• **EXERCISE TASK**
Convert every line of all the entries below into a JSON list of strings, one string per line, with blank lines skipped and the pictures left out.

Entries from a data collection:
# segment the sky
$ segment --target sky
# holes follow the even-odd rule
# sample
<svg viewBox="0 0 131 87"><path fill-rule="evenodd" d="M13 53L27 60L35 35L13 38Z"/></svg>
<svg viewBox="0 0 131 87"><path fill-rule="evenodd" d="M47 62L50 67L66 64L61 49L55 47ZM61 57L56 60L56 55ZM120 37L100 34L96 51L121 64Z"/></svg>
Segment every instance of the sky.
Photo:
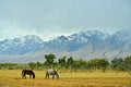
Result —
<svg viewBox="0 0 131 87"><path fill-rule="evenodd" d="M131 29L131 0L0 0L0 39Z"/></svg>

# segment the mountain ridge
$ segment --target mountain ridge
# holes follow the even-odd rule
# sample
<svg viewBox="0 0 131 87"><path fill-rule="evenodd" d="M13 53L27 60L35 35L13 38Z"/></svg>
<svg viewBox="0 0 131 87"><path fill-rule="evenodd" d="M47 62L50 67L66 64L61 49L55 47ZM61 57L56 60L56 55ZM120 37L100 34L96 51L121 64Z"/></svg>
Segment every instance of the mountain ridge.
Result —
<svg viewBox="0 0 131 87"><path fill-rule="evenodd" d="M67 55L85 60L112 59L131 55L130 51L131 35L127 30L119 30L112 35L99 30L86 30L70 36L58 36L48 41L44 41L36 35L27 35L23 38L0 41L2 62L41 61L47 53L53 53L58 58Z"/></svg>

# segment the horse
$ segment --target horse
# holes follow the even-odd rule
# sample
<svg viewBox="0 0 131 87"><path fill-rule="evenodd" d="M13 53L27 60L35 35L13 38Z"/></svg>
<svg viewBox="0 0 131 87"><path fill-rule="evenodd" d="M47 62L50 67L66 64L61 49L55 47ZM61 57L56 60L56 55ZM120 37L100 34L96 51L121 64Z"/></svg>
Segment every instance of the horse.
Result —
<svg viewBox="0 0 131 87"><path fill-rule="evenodd" d="M22 78L26 78L26 75L29 75L29 77L33 76L33 78L35 78L35 73L32 70L23 70L22 71Z"/></svg>
<svg viewBox="0 0 131 87"><path fill-rule="evenodd" d="M49 75L52 75L52 79L55 78L55 75L56 75L57 79L59 79L59 75L56 70L47 70L45 78L49 79Z"/></svg>

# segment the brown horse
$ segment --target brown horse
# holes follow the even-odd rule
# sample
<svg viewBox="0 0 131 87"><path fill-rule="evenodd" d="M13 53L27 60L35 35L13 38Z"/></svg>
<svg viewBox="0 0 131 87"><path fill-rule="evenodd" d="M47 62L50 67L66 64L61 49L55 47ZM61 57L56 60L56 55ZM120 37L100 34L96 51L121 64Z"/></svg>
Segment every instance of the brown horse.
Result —
<svg viewBox="0 0 131 87"><path fill-rule="evenodd" d="M47 70L45 78L49 79L49 75L52 75L52 79L55 78L55 76L57 77L57 79L59 79L59 75L56 70Z"/></svg>
<svg viewBox="0 0 131 87"><path fill-rule="evenodd" d="M33 78L35 78L35 73L32 70L23 70L22 71L22 78L26 78L26 75L29 75L29 77L33 76Z"/></svg>

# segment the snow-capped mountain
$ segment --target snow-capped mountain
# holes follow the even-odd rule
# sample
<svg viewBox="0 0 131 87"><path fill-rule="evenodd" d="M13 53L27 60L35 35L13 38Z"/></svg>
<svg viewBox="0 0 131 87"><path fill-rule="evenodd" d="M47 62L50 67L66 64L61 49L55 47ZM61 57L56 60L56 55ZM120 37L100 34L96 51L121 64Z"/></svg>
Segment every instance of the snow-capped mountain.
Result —
<svg viewBox="0 0 131 87"><path fill-rule="evenodd" d="M39 61L44 60L44 54L47 53L55 53L58 58L71 55L78 59L128 57L131 55L130 33L119 30L109 35L99 30L86 30L70 36L59 36L49 41L44 41L35 35L4 39L0 41L0 61Z"/></svg>
<svg viewBox="0 0 131 87"><path fill-rule="evenodd" d="M25 54L43 48L43 40L35 35L0 41L0 54Z"/></svg>

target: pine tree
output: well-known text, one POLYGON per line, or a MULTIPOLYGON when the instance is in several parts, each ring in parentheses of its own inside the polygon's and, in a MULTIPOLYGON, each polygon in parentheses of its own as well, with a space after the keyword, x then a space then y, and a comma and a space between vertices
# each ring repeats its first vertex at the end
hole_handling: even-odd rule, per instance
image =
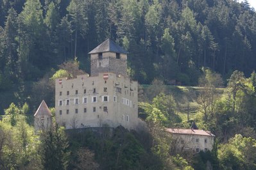
POLYGON ((69 152, 64 131, 58 126, 41 135, 40 153, 44 169, 67 169, 69 152))

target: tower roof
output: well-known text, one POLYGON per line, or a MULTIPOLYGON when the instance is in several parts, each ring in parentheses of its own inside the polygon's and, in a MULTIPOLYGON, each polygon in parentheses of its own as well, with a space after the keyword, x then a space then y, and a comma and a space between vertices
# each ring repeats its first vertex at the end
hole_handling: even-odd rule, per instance
POLYGON ((99 44, 97 47, 91 50, 89 54, 94 54, 103 52, 115 52, 117 53, 127 54, 122 47, 114 42, 108 38, 104 42, 99 44))
POLYGON ((40 104, 38 109, 35 112, 34 116, 52 116, 50 109, 46 104, 46 102, 43 100, 40 104))
POLYGON ((198 129, 198 126, 196 126, 194 121, 193 121, 193 122, 192 123, 191 127, 190 128, 196 129, 196 130, 198 129))

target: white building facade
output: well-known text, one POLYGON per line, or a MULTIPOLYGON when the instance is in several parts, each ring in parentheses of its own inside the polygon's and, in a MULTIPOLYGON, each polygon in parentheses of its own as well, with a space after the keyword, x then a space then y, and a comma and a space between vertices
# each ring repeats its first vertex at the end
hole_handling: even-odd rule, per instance
POLYGON ((144 127, 138 118, 138 82, 126 73, 126 52, 108 39, 89 54, 92 76, 56 80, 57 123, 67 129, 144 127))
POLYGON ((209 131, 198 129, 167 128, 172 134, 176 152, 212 151, 215 135, 209 131))

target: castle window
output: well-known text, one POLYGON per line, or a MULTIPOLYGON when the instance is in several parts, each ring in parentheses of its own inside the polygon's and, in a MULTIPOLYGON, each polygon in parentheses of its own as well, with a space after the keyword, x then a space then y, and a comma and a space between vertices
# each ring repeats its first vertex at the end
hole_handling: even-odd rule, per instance
POLYGON ((102 52, 99 52, 98 54, 98 59, 102 59, 102 52))
POLYGON ((120 53, 115 53, 116 59, 120 59, 120 53))
POLYGON ((103 107, 103 112, 108 112, 108 107, 107 106, 103 107))
POLYGON ((83 98, 83 102, 84 104, 87 104, 87 97, 84 97, 83 98))
POLYGON ((92 103, 97 102, 97 97, 92 97, 92 103))
POLYGON ((108 102, 108 96, 103 96, 102 102, 108 102))
POLYGON ((75 98, 74 100, 74 104, 79 104, 79 98, 75 98))
POLYGON ((69 105, 69 99, 66 100, 66 105, 69 105))

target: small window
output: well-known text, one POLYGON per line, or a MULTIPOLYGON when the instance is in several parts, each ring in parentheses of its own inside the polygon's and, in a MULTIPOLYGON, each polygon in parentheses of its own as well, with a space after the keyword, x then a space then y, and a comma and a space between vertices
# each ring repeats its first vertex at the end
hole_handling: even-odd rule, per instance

• **SOLUTION TO THE EXERCISE**
[
  "# segment the sky",
  "$ segment --target sky",
  "# holes follow the even-odd rule",
  "# sample",
  "<svg viewBox=\"0 0 131 87\"><path fill-rule=\"evenodd\" d=\"M13 53L27 60L35 35L13 38Z\"/></svg>",
  "<svg viewBox=\"0 0 131 87\"><path fill-rule=\"evenodd\" d=\"M47 62L50 67L66 64L61 49L55 47ZM61 57L56 60L56 55ZM120 37L100 34L96 51L121 64Z\"/></svg>",
  "Segment every instance of the sky.",
  "Photo:",
  "Result —",
  "<svg viewBox=\"0 0 131 87\"><path fill-rule=\"evenodd\" d=\"M131 29L131 0L0 0L0 39Z\"/></svg>",
  "# segment the mountain ridge",
  "$ segment --target mountain ridge",
  "# holes follow the even-odd rule",
  "# sample",
  "<svg viewBox=\"0 0 131 87\"><path fill-rule=\"evenodd\" d=\"M13 53L27 60L35 35L13 38Z\"/></svg>",
  "<svg viewBox=\"0 0 131 87\"><path fill-rule=\"evenodd\" d=\"M47 62L50 67L66 64L61 49L55 47ZM61 57L56 60L56 55ZM120 37L100 34L96 51L121 64Z\"/></svg>",
  "Segment every instance of the mountain ridge.",
  "Result —",
  "<svg viewBox=\"0 0 131 87\"><path fill-rule=\"evenodd\" d=\"M67 55L85 60L112 59L131 55L130 51L131 35L127 30L119 30L112 35L99 30L86 30L70 36L58 36L48 41L44 41L36 35L27 35L23 38L0 41L2 62L41 61L47 53L53 53L58 58Z\"/></svg>",
  "# segment the horse",
  "$ segment --target horse",
  "# holes follow the even-odd rule",
  "# sample",
  "<svg viewBox=\"0 0 131 87\"><path fill-rule=\"evenodd\" d=\"M13 53L27 60L35 35L13 38Z\"/></svg>",
  "<svg viewBox=\"0 0 131 87\"><path fill-rule=\"evenodd\" d=\"M47 62L50 67L66 64L61 49L55 47ZM61 57L56 60L56 55ZM120 37L100 34L96 51L121 64Z\"/></svg>",
  "Segment every instance of the horse.",
  "Result —",
  "<svg viewBox=\"0 0 131 87\"><path fill-rule=\"evenodd\" d=\"M22 78L26 78L26 75L29 75L29 77L33 76L33 78L35 78L35 73L32 70L23 70L22 71Z\"/></svg>",
  "<svg viewBox=\"0 0 131 87\"><path fill-rule=\"evenodd\" d=\"M49 75L52 75L52 79L55 78L55 75L56 75L57 79L59 79L59 75L56 70L47 70L45 78L49 79Z\"/></svg>",
  "# segment the brown horse",
  "$ segment --target brown horse",
  "# holes follow the even-odd rule",
  "# sample",
  "<svg viewBox=\"0 0 131 87\"><path fill-rule=\"evenodd\" d=\"M13 53L27 60L35 35L13 38Z\"/></svg>",
  "<svg viewBox=\"0 0 131 87\"><path fill-rule=\"evenodd\" d=\"M47 62L50 67L66 64L61 49L55 47ZM61 57L56 60L56 55ZM120 37L100 34L96 51L121 64Z\"/></svg>",
  "Segment every instance of the brown horse.",
  "Result —",
  "<svg viewBox=\"0 0 131 87\"><path fill-rule=\"evenodd\" d=\"M47 70L45 78L49 79L49 75L52 75L52 79L55 78L55 76L57 77L57 79L59 79L59 75L56 70Z\"/></svg>",
  "<svg viewBox=\"0 0 131 87\"><path fill-rule=\"evenodd\" d=\"M33 78L35 78L35 73L32 70L23 70L22 71L22 78L26 78L26 75L29 75L29 77L33 76Z\"/></svg>",
  "# segment the snow-capped mountain",
  "$ segment --target snow-capped mountain",
  "# holes follow the even-odd rule",
  "# sample",
  "<svg viewBox=\"0 0 131 87\"><path fill-rule=\"evenodd\" d=\"M13 53L27 60L35 35L13 38Z\"/></svg>",
  "<svg viewBox=\"0 0 131 87\"><path fill-rule=\"evenodd\" d=\"M47 62L50 67L66 64L61 49L55 47ZM61 57L56 60L56 55ZM120 37L100 34L96 51L121 64Z\"/></svg>",
  "Segment every instance of the snow-capped mountain.",
  "Result —",
  "<svg viewBox=\"0 0 131 87\"><path fill-rule=\"evenodd\" d=\"M39 61L44 60L44 54L47 53L55 53L58 58L71 55L78 59L128 57L131 55L130 33L119 30L109 35L99 30L86 30L70 36L59 36L49 41L44 41L35 35L4 39L0 41L0 61Z\"/></svg>",
  "<svg viewBox=\"0 0 131 87\"><path fill-rule=\"evenodd\" d=\"M25 54L43 48L43 40L35 35L0 41L0 54Z\"/></svg>",
  "target: pine tree",
  "output: well-known text, one POLYGON per line, or a MULTIPOLYGON when the instance is in several parts, each ring in parentheses of its own inside the polygon's and, in a MULTIPOLYGON, each polygon in parentheses of its own as well, with a space after the keyword, x then a space then y, and a comma and a space between vertices",
  "# each ring repeats its first vertex at the end",
  "hole_handling: even-odd rule, per instance",
  "image =",
  "POLYGON ((69 152, 64 131, 58 126, 41 135, 40 153, 44 169, 67 169, 69 152))",
  "target: tower roof",
  "output: well-known text, one POLYGON per line, or a MULTIPOLYGON when the instance is in several parts, each ring in parentheses of its own inside the polygon's and, in a MULTIPOLYGON, each polygon in parentheses of its own as well, with a space after the keyword, x then a space then y, and a comma and a space between vertices",
  "# each ring repeats its first vertex at the end",
  "hole_handling: even-odd rule, per instance",
  "POLYGON ((99 44, 97 47, 91 50, 89 54, 94 54, 103 52, 115 52, 117 53, 127 54, 122 47, 114 42, 108 38, 104 42, 99 44))",
  "POLYGON ((40 104, 38 109, 35 112, 34 116, 52 116, 50 109, 46 104, 46 102, 43 100, 40 104))",
  "POLYGON ((198 129, 198 126, 196 126, 194 121, 193 121, 193 122, 192 123, 191 127, 190 128, 196 129, 196 130, 198 129))",
  "target: white building facade",
  "output: well-known text, one POLYGON per line, or a MULTIPOLYGON when the instance is in several parts, each ring in parentheses of its own inside the polygon's and, in a MULTIPOLYGON, each polygon in parentheses of its own as well, with a space after the keyword, x then a space then y, and a comma and a space between vertices",
  "# each ring repeats its first vertex at the end",
  "hole_handling: even-odd rule, per instance",
  "POLYGON ((144 127, 138 118, 138 82, 126 73, 126 52, 108 39, 89 54, 92 76, 56 80, 57 123, 67 129, 144 127))",
  "POLYGON ((209 131, 198 129, 167 128, 172 134, 176 152, 212 151, 215 135, 209 131))",
  "target: castle window",
  "output: well-known text, one POLYGON per line, or a MULTIPOLYGON when the instance is in several parts, each ring in parentheses of its own inside the polygon's and, in a MULTIPOLYGON, each polygon in parentheses of its own as well, with a space after the keyword, x then a space then y, and a comma and a space between vertices",
  "# each ring repeats its first vertex at the end",
  "hole_handling: even-odd rule, per instance",
  "POLYGON ((102 52, 99 52, 98 54, 98 59, 102 59, 102 52))",
  "POLYGON ((120 53, 115 53, 116 59, 120 59, 120 53))",
  "POLYGON ((103 107, 103 112, 108 112, 108 107, 107 106, 103 107))",
  "POLYGON ((83 98, 83 102, 84 104, 87 104, 87 97, 84 97, 83 98))",
  "POLYGON ((92 103, 97 102, 97 97, 92 97, 92 103))",
  "POLYGON ((108 102, 108 96, 103 96, 102 102, 108 102))",
  "POLYGON ((75 98, 74 100, 74 104, 79 104, 79 98, 75 98))",
  "POLYGON ((69 105, 69 99, 66 100, 66 105, 69 105))",
  "target: small window",
  "output: well-known text, one POLYGON per line, or a MULTIPOLYGON when the instance is in several parts, each ring in parentheses of its own inside the polygon's and, in a MULTIPOLYGON, each polygon in parentheses of its own as well, with a space after the keyword, x then a space then y, and a comma and a space between vertices",
  "# each ring repeats its first vertex at the end",
  "hole_handling: even-odd rule, per instance"
]